§ **Assignment**: The full set of entries needs to be reproduced exactly.
+ + + +
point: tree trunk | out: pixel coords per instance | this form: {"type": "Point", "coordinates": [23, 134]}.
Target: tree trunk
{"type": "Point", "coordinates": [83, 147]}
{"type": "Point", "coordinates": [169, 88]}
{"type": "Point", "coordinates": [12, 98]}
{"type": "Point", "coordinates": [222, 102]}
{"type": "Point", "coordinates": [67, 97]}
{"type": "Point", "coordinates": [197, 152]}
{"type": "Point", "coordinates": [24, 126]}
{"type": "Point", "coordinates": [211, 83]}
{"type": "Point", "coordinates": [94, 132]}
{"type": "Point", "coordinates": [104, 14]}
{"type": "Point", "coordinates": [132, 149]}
+ + + +
§ **Written response**:
point: tree trunk | out: pixel coords per instance | this form: {"type": "Point", "coordinates": [23, 134]}.
Target: tree trunk
{"type": "Point", "coordinates": [83, 147]}
{"type": "Point", "coordinates": [169, 88]}
{"type": "Point", "coordinates": [12, 98]}
{"type": "Point", "coordinates": [222, 102]}
{"type": "Point", "coordinates": [67, 97]}
{"type": "Point", "coordinates": [197, 152]}
{"type": "Point", "coordinates": [24, 126]}
{"type": "Point", "coordinates": [211, 83]}
{"type": "Point", "coordinates": [94, 132]}
{"type": "Point", "coordinates": [104, 14]}
{"type": "Point", "coordinates": [132, 149]}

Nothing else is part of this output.